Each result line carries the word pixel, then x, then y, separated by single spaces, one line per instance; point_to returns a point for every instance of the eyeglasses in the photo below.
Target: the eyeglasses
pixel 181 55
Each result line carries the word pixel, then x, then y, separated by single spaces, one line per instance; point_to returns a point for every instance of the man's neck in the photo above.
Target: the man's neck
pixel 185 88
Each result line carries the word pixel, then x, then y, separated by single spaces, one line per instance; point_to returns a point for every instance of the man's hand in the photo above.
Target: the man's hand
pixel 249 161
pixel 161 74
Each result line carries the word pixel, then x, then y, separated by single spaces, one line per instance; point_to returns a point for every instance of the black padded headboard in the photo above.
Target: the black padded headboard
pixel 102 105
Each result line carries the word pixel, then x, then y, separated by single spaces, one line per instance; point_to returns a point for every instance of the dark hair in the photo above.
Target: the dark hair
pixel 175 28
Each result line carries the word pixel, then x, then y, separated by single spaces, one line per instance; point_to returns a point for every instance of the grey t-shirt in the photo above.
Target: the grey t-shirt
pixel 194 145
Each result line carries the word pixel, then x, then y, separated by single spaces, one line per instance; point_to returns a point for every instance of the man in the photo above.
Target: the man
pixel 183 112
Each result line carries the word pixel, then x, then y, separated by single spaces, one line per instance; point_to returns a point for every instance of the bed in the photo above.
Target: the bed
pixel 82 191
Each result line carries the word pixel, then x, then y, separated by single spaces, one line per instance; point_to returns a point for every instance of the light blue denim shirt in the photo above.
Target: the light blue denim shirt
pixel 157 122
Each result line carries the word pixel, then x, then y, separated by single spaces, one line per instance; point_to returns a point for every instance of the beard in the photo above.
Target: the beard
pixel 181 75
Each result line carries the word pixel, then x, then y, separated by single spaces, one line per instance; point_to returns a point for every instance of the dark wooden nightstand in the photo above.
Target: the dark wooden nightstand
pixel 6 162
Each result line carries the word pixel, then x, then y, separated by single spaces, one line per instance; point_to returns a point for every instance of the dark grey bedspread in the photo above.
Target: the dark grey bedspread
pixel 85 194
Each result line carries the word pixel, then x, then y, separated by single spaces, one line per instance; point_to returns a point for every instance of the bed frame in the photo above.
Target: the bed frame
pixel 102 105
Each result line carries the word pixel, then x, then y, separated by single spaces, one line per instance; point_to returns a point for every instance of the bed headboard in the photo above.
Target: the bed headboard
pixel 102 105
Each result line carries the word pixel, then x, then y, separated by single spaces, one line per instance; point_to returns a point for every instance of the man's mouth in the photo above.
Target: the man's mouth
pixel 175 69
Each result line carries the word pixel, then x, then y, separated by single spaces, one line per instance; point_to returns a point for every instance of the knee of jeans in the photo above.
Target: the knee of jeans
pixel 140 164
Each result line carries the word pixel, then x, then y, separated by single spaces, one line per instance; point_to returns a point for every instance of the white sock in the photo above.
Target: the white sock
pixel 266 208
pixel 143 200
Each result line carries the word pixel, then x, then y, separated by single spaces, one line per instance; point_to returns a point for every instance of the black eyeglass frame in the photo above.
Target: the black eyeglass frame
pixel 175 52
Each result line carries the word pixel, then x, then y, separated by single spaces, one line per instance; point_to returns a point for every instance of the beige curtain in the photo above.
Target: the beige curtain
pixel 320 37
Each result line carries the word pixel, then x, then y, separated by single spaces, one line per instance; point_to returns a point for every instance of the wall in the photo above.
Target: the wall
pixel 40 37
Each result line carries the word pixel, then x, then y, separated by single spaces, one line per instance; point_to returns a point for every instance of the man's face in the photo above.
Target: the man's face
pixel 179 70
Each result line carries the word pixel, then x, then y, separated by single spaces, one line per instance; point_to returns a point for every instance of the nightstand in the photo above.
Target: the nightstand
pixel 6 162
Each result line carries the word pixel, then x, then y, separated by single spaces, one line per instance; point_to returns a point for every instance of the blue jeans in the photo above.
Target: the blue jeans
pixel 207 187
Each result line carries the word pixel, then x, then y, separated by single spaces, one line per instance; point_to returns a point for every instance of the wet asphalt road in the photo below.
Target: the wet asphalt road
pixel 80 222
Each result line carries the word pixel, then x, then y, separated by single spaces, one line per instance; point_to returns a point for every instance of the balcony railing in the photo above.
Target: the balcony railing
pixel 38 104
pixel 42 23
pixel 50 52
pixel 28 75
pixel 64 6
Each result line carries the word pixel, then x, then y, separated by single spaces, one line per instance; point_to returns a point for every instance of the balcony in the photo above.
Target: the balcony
________________________________________
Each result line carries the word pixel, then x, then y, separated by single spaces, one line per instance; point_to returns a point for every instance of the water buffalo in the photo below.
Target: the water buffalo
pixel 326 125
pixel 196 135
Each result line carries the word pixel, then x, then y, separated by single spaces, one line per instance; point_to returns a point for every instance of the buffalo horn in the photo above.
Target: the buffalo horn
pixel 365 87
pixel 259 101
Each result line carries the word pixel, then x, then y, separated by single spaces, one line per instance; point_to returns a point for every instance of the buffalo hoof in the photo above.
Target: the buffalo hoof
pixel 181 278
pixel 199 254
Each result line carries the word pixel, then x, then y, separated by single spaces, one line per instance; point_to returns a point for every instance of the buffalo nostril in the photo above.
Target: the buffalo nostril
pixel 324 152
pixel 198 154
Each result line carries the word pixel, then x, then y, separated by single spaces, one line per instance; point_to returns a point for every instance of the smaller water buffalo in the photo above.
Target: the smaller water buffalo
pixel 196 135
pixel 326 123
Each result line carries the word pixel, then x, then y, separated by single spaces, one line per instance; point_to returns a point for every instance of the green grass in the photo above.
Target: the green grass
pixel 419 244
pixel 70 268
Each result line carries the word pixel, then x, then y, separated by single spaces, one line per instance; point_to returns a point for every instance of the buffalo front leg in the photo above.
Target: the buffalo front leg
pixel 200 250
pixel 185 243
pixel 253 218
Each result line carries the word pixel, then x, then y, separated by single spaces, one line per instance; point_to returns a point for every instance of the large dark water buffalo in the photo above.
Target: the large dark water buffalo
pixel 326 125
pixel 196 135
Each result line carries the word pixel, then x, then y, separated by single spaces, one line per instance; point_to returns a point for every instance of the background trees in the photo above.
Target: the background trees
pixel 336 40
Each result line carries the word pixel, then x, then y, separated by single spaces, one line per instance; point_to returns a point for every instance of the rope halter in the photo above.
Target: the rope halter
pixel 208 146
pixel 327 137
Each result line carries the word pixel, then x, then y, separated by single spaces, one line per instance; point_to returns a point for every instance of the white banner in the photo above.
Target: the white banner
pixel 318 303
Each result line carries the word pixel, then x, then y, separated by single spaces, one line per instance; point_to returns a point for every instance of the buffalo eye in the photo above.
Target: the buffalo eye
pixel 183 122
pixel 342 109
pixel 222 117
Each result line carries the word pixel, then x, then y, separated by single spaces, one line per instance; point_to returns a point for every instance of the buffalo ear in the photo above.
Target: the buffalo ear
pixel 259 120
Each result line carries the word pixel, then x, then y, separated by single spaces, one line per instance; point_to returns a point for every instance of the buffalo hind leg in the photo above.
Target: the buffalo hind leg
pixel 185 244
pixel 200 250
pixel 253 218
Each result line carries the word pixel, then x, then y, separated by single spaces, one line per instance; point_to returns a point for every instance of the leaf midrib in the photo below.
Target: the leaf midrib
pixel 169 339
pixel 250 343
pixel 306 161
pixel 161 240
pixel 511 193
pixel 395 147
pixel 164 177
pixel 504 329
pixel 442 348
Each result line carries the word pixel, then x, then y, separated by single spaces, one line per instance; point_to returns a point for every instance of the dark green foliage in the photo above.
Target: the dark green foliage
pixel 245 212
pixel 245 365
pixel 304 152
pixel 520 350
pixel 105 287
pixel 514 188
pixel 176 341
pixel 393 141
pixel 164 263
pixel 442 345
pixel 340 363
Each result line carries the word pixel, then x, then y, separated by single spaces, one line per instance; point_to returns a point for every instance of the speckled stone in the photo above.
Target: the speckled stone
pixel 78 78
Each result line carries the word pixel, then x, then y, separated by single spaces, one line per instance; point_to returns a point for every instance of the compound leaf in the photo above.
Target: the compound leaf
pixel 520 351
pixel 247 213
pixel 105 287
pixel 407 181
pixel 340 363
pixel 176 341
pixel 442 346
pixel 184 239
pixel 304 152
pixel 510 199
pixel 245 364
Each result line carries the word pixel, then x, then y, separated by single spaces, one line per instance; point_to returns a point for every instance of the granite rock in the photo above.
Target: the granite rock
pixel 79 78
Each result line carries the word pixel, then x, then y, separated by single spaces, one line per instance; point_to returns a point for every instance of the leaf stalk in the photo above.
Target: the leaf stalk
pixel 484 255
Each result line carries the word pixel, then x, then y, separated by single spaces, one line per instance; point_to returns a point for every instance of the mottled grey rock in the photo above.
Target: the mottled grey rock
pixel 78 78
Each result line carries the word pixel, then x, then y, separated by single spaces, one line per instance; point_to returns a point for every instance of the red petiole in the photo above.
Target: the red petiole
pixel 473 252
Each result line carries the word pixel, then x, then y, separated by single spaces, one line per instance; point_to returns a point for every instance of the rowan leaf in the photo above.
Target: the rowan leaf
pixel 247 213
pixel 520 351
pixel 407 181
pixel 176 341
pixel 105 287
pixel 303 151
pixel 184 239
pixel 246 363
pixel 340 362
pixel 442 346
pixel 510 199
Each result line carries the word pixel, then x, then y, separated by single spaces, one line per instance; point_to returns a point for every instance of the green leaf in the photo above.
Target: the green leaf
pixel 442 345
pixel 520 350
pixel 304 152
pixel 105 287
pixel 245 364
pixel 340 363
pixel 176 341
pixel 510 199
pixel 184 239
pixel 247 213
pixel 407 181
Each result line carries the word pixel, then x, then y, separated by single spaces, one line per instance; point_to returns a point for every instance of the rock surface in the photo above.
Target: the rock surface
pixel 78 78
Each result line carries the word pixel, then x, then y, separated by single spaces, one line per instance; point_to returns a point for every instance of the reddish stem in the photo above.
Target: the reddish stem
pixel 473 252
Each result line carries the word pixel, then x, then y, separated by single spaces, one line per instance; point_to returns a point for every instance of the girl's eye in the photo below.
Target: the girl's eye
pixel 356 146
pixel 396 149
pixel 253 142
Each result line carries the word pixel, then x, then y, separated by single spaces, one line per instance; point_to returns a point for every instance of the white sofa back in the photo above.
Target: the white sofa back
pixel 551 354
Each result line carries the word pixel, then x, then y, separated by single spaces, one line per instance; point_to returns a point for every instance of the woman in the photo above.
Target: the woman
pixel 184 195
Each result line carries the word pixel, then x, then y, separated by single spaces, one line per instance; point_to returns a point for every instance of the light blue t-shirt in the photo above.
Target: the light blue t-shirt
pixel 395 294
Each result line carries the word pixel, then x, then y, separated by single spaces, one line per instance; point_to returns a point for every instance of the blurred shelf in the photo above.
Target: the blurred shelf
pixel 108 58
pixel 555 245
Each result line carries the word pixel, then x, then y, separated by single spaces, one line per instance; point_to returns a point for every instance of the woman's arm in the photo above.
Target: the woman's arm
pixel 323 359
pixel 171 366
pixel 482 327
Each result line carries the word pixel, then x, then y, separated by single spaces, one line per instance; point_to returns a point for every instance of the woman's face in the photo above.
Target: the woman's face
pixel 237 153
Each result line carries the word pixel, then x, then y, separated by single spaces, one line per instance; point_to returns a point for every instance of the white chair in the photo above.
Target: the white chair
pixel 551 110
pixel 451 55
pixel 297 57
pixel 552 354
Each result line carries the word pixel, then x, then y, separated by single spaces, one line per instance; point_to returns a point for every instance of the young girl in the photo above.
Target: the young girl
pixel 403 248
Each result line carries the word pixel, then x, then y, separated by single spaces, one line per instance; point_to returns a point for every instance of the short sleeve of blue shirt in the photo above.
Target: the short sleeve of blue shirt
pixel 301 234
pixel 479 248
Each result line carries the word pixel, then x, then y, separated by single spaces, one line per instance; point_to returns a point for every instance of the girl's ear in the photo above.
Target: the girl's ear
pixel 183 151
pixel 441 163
________________________________________
• ASSIGNMENT:
Starting at the line above that holds "eyeglasses in the photo below." and ending at the line that holds "hand in the photo above.", transcribe each line exactly and include no other lines.

• TASK RESULT:
Each result line carries the word pixel, then x, then y, separated by single spaces, one line per instance; point_to returns a point for every instance of the eyeglasses in the photo below.
Target: the eyeglasses
pixel 181 55
Each result line carries the word pixel, then x, then y, separated by single spaces, one line per instance; point_to returns a point for every instance of the man's neck in the photo above.
Target: the man's neck
pixel 185 88
Each result line carries the word pixel, then x, then y, separated by single spaces, one line per instance; point_to returns a point for every instance of the man's hand in the photo above.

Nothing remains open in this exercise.